**What needs to be done:** Please copy, exactly as they appear below, the lines from the one containing "task: outline the man's face" through the one containing "Provide the mask of every instance of the man's".

**Exercise input:**

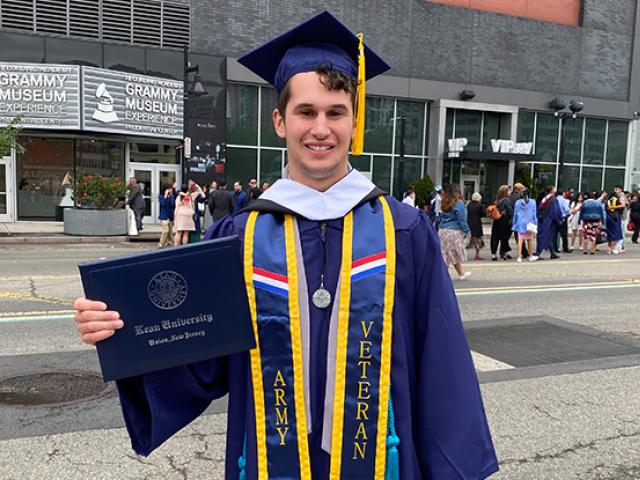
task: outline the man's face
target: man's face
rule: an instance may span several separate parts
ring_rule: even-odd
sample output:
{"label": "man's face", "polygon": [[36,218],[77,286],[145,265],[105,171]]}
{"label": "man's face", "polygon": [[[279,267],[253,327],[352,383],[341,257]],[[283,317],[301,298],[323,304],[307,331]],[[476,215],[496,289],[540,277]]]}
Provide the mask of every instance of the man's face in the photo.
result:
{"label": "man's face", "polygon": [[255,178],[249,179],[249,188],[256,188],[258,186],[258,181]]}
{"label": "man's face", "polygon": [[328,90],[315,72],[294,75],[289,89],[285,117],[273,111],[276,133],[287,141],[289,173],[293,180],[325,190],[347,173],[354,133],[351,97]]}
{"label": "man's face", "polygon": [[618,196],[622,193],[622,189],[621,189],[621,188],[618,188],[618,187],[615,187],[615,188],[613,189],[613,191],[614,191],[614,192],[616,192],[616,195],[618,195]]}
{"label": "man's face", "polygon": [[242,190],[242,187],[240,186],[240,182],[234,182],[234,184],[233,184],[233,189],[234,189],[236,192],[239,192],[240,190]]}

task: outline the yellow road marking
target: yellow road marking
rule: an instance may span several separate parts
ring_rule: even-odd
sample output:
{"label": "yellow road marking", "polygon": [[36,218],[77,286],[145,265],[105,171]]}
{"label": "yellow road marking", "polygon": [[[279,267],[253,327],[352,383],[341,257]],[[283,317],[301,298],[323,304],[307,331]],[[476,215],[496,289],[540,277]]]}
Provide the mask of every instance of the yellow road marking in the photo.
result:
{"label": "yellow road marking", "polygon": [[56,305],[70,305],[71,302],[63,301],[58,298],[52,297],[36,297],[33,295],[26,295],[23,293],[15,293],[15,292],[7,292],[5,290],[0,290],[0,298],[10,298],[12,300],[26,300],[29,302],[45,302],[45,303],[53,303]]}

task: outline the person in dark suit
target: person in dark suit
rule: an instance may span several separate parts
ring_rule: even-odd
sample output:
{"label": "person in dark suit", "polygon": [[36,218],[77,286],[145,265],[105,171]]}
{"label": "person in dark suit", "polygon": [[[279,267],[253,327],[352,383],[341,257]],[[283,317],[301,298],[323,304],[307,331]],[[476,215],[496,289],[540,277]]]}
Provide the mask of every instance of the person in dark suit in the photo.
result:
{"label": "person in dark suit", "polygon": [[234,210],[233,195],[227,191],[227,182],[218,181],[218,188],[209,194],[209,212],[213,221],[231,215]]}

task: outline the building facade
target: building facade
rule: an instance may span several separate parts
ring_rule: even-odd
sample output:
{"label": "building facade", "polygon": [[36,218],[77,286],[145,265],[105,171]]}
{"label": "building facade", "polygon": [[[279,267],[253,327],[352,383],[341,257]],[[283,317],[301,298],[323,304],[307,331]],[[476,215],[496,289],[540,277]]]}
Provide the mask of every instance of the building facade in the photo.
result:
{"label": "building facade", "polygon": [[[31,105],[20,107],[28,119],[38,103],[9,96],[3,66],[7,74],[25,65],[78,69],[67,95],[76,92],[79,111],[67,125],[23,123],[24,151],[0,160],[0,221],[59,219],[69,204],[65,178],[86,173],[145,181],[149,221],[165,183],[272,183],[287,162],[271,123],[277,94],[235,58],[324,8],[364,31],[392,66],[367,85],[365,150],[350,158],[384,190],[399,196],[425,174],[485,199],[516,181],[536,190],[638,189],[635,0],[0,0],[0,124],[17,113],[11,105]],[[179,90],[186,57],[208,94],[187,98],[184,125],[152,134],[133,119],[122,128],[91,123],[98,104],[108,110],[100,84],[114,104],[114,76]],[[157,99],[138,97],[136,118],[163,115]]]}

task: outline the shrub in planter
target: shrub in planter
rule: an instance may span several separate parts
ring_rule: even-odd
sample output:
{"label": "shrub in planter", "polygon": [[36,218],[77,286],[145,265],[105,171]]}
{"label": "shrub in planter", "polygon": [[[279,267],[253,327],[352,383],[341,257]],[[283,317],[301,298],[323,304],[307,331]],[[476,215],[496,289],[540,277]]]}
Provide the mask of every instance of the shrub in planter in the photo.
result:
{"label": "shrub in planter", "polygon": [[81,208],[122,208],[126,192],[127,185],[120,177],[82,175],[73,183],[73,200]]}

* * *

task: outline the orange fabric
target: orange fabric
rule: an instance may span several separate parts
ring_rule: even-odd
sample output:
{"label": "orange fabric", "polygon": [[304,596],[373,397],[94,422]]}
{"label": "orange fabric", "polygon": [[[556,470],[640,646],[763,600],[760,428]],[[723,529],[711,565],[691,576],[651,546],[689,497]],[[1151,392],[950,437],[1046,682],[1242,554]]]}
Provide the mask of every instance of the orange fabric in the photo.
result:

--

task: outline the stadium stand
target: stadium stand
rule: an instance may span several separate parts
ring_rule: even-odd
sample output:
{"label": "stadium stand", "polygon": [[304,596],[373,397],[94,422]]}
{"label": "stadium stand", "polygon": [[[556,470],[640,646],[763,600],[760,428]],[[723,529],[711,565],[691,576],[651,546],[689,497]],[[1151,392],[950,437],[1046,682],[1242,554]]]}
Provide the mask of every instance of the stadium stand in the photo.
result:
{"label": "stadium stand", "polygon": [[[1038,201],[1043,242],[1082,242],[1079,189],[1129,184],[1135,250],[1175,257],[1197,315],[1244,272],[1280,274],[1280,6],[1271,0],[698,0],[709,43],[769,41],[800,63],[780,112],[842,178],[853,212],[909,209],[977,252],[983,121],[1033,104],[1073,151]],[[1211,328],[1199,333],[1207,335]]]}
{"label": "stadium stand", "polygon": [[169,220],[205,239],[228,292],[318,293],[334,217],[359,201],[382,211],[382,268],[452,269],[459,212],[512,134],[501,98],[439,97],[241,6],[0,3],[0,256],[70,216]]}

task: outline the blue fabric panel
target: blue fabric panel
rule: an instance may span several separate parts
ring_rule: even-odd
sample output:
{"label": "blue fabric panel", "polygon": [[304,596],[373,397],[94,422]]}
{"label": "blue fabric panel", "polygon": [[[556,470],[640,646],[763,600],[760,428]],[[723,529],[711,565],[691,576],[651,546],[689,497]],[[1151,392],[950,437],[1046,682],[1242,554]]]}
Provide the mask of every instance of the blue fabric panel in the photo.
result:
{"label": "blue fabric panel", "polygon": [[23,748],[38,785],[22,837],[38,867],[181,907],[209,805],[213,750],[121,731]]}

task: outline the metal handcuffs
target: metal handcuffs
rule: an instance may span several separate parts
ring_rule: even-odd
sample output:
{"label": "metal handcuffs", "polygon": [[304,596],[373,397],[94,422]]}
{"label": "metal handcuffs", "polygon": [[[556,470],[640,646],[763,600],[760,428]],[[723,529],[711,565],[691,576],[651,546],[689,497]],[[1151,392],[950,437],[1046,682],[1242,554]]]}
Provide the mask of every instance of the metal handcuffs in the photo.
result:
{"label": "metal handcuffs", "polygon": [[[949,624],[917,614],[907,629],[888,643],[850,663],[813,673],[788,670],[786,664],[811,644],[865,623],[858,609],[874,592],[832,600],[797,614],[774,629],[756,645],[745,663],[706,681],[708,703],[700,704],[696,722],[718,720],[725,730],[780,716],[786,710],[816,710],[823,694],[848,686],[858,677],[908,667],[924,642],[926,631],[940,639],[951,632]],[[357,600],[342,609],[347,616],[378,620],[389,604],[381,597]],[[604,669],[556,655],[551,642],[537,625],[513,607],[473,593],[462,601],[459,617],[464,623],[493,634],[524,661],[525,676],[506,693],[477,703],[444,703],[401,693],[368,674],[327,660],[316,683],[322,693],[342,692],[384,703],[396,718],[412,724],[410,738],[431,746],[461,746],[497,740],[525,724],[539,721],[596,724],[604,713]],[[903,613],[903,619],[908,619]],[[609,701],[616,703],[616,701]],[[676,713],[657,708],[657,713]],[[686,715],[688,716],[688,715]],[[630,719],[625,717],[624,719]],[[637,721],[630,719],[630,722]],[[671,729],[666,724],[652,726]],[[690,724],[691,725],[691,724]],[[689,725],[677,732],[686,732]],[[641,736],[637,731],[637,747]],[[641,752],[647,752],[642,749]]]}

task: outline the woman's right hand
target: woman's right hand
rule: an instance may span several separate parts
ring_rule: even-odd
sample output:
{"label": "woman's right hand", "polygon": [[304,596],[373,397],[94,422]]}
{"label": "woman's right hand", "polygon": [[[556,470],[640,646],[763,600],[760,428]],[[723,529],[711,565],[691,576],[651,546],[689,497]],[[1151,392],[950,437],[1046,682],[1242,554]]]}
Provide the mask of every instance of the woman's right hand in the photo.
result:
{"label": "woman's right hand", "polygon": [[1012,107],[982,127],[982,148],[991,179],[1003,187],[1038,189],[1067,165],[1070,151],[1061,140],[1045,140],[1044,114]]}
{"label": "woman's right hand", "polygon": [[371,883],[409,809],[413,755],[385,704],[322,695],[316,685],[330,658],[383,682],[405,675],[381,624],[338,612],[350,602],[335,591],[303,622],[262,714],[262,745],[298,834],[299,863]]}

**Result of this task:**
task: outline the man's face
target: man's face
rule: an instance may span several separate parts
ring_rule: even-odd
sample output:
{"label": "man's face", "polygon": [[36,218],[77,286],[145,265],[105,171]]}
{"label": "man's face", "polygon": [[[279,267],[253,327],[352,383],[341,257]],[[283,317],[301,298],[323,304],[307,331]],[[476,215],[496,289],[540,277]]]}
Provide the mask of every instance of the man's face in the photo.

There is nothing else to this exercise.